# Information provided

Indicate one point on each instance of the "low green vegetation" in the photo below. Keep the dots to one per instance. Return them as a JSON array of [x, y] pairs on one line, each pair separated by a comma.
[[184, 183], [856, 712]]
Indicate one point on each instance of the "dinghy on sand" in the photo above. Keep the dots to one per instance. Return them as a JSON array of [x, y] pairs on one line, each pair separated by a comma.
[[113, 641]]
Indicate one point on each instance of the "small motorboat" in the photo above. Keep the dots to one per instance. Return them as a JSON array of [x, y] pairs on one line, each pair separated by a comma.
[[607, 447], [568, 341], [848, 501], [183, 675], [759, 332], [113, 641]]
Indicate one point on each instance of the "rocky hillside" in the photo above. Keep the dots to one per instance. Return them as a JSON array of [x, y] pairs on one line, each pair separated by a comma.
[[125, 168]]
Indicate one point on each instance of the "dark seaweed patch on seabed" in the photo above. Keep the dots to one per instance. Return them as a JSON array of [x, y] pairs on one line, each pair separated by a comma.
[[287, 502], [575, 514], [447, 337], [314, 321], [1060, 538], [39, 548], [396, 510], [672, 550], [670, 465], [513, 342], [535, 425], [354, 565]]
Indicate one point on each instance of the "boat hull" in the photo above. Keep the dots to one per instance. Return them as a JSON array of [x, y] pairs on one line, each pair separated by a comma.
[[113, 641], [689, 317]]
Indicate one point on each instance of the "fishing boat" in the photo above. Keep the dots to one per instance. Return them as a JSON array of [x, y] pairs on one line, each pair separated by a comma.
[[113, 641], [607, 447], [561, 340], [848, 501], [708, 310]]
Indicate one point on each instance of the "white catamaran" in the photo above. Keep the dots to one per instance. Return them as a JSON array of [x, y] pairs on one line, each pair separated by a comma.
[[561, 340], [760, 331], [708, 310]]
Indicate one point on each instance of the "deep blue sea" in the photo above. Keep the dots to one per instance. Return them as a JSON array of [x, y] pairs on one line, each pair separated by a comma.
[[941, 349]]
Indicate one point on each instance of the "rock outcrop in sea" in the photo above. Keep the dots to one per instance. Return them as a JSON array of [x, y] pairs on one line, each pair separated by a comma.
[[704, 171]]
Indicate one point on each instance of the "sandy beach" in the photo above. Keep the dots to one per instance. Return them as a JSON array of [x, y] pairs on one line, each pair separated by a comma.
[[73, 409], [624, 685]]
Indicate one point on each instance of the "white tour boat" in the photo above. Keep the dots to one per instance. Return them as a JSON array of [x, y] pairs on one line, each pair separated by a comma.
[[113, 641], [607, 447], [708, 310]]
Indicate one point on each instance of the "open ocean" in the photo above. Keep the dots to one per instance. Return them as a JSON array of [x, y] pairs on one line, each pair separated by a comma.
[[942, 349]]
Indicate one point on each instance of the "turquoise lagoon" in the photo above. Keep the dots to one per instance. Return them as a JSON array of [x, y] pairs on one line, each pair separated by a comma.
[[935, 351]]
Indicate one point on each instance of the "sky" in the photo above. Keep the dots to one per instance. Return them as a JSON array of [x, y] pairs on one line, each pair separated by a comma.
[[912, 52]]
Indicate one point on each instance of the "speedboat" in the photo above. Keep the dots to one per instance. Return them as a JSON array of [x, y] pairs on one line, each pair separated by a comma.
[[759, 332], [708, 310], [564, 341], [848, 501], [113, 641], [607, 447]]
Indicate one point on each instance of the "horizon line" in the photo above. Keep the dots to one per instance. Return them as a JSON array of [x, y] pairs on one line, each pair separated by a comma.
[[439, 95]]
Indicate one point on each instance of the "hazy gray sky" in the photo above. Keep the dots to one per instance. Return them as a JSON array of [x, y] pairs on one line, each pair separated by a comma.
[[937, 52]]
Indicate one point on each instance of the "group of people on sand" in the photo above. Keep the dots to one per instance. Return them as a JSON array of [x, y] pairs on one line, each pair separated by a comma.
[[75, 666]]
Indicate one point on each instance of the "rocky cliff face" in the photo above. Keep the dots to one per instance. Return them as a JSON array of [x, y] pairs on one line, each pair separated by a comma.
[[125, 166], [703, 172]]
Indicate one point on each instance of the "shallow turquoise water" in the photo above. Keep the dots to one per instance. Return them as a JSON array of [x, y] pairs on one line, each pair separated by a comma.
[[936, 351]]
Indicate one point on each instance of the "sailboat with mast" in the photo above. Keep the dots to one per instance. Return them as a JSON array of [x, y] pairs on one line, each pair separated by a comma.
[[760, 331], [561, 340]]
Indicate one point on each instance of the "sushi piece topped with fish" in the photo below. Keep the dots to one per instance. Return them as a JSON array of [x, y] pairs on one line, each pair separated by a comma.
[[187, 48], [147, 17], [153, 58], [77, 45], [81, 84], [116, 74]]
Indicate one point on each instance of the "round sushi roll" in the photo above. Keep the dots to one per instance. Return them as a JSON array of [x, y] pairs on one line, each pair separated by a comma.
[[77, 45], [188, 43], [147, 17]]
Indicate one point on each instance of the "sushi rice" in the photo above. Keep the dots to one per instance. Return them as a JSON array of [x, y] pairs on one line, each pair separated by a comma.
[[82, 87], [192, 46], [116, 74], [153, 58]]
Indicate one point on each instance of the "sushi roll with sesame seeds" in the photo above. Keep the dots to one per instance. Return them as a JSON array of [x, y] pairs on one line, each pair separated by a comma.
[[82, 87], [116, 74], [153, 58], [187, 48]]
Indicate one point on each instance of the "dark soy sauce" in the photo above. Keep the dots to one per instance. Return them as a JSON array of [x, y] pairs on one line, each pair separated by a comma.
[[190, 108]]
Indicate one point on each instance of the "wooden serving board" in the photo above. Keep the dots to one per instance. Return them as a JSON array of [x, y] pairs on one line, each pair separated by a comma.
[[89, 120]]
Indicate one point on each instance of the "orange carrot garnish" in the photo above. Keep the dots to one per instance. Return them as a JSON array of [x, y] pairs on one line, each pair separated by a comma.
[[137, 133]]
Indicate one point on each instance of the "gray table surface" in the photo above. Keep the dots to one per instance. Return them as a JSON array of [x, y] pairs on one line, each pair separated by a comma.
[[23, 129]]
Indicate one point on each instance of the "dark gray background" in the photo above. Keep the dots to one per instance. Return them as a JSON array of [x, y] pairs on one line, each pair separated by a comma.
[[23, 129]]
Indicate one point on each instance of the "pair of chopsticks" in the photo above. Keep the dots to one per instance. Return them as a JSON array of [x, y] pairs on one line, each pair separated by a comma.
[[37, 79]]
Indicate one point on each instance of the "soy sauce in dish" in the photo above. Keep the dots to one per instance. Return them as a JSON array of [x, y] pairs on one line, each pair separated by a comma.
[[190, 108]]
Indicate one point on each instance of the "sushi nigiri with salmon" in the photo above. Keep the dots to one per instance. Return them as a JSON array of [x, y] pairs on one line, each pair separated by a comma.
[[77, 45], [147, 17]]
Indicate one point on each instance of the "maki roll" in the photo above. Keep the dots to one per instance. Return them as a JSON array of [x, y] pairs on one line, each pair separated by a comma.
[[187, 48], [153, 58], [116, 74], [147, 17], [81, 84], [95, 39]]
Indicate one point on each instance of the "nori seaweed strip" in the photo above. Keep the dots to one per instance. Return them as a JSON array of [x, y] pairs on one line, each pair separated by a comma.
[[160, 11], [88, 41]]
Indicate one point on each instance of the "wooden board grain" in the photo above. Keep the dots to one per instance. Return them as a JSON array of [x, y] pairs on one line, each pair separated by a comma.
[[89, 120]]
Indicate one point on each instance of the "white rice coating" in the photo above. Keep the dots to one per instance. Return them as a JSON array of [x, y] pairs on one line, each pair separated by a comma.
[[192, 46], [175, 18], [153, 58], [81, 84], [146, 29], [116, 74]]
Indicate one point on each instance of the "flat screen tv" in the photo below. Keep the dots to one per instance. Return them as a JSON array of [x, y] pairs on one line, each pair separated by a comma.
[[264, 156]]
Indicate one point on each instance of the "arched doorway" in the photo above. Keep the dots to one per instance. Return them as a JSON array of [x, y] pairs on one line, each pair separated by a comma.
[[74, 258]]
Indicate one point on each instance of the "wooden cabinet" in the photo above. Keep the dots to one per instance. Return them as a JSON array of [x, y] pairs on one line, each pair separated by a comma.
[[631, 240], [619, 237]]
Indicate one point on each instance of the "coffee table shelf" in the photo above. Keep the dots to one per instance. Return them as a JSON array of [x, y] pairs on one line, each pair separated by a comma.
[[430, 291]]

# The exercise
Rewrite the stretch from the start of the data through the line containing "[[184, 183], [856, 712]]", changing "low green vegetation" to "short grass" and leaving everything else as it is. Give only those lines.

# Response to the exercise
Indicate one point on each instance of the "short grass" in the photo below. Keep the dots to one per instance. Return them as a JSON array of [x, y] pairs on one line, each pair separated by a comma.
[[184, 183], [856, 712]]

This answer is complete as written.